─── SELECTED TEXT

Notably, Lim, Sr. applied Section 354 of the 1939 NIRC. Associate Justice Japar B. Dimaampao (Associate Justice Dimaampao) astutely noted that the 1939 NIRC was passed when justices of the peace conducted preliminary investigations. This is no longer the case now, as observed in Panaguition. Thus, in consideration of the foregoing, the Court clarifies that under Section 281 of the 1997 NIRC, prescription for criminal offenses where the commission of the violation is not known shall begin to run from its discovery. The adoption of the interpretation in Duque is apt in order to harmonize the second and third paragraphs of Section 281 of the 1997 NIRC. The institution of proceedings, specifically the commencement of preliminary investigation, shall interrupt the prescriptive period for the offense. This clarification is necessary as a literal interpretation of the law should be rejected if it would lead to absurd results.35 Prescription would not run under a literal reading of Section 281 of the 1997 NIRC, as it would both begin and be interrupted by the institution of proceedings. The Court must give effect to the clear intent of the Legislature to set a prescriptive period for violations of the 1997 NIRC. Chief Justice Alexander G. Gesmundo (Chief Justice Gesmundo) judiciously expressed that the prevailing interpretation renders nugatory or lifeless the prescriptive period set by the Legislature itself.

As explained in Panaguiton, Jr. and reiterated in Desierto, the injured party, i.e., the government, should not be penalized for the delays in the investigation even if the complaint is timely filed. If there is undue delay in the preliminary investigation, what should be invoked by the accused is the violation of their right to speedy disposition of cases under Article III, Section 16 of the Constitution and not the prescription of the offense.

The most favorable interpretation to the accused should be adopted with respect to laws on prescription of crimes.36 As pointed out by Chief Justice Gesmundo during the deliberation, the prescriptive period of a penal provision is an amnesty granted by the State in favor of the defendant. It is a surrender by the State of its right to prosecute and, as such, a liberal construction in favor of the defendant is proper.

The Court stresses that the date of discovery of the commission of the violation is not necessarily synonymous to the date of the filing of the complaint. Discovery is "the act, process, or an instance of gaining knowledge of or ascertaining the existence of something previously unknown or unrecognized."37 Simply put, the date of discovery is when it becomes known that a violation of the 1997 NIRC was committed. The filing of the complaint is not the reckoning point for the discovery unless it so happens that the complaint was filed on the very same day that the violation was discovered.

As aptly suggested by Associate Justice Dimaampao, the wording of Section 281 of the 1997 NIRC should be brought to the attention of the Legislature. Thus, a copy of this Decision must be given to the Senate of the Philippines and the House of Representatives for their appropriate action.

The alleged offense of respondent has prescribed

To be sure, Section 281 of the 1997 NIRC incorporates the Discovery Rule or the Blameless Ignorance Doctrine which computes prescription from the date of discovery in view of the propensity of tax evaders to come up with devious methods to thwart the BIR's investigation and conceal the commission of the offense. Taken together with the presumption that tax returns have been prepared and filed by the taxpayer "in good faith, in observance of the ordinary course of business, and in compliance with the applicable rules and regulations,"38 the BIR could not have discovered that a taxpayer had filed a fraudulent return at the time of its filing.

──────

* **TASK TO CARRY OUT**
According to the tax prescription ruling above, why does the Court reject a literal reading of Section 281 of the 1997 NIRC? Answer in one to three sentences.

─── DATASET EXCERPTS

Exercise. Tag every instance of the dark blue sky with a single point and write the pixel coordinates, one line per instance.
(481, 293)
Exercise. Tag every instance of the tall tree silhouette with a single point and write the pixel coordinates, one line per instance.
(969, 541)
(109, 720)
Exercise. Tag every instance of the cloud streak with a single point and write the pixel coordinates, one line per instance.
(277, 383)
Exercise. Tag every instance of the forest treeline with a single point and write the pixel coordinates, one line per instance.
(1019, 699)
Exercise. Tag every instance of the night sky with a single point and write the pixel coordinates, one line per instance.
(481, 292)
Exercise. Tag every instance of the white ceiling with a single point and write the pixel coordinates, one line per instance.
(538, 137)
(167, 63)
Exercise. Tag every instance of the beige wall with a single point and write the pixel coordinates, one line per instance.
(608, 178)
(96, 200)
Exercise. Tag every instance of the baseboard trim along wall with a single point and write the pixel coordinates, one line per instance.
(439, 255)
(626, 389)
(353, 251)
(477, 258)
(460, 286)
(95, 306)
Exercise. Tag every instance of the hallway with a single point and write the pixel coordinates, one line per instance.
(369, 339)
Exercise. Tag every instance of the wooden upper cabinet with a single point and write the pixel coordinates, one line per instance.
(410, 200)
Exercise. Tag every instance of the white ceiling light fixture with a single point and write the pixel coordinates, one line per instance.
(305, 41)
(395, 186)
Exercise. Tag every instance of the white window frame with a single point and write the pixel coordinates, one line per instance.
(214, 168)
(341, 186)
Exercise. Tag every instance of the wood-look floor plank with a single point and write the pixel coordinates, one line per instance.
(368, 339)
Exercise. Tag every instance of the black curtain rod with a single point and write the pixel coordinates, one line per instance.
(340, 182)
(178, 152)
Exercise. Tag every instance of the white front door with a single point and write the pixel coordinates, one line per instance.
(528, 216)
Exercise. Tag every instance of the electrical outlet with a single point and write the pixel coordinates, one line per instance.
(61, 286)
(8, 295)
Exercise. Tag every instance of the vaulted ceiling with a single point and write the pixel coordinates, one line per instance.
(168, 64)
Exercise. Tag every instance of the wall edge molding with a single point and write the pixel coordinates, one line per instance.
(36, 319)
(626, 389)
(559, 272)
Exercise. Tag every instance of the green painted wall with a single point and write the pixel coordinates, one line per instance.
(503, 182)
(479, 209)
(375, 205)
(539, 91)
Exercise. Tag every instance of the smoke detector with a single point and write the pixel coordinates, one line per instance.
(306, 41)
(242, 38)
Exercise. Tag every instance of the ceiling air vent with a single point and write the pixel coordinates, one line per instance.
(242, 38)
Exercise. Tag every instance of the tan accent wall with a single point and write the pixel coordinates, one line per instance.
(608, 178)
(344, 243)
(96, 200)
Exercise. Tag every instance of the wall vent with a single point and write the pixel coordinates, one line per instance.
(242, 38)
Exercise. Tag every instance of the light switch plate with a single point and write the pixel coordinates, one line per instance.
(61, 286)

──────

* **OUTPUT FOR THIS EXERCISE**
Under a literal reading, prescription would both begin and be interrupted by the institution of proceedings, so it would never run. That absurd result would render nugatory the prescriptive period that the Legislature clearly intended to set for violations of the 1997 NIRC. A literal interpretation that leads to absurd results should be rejected.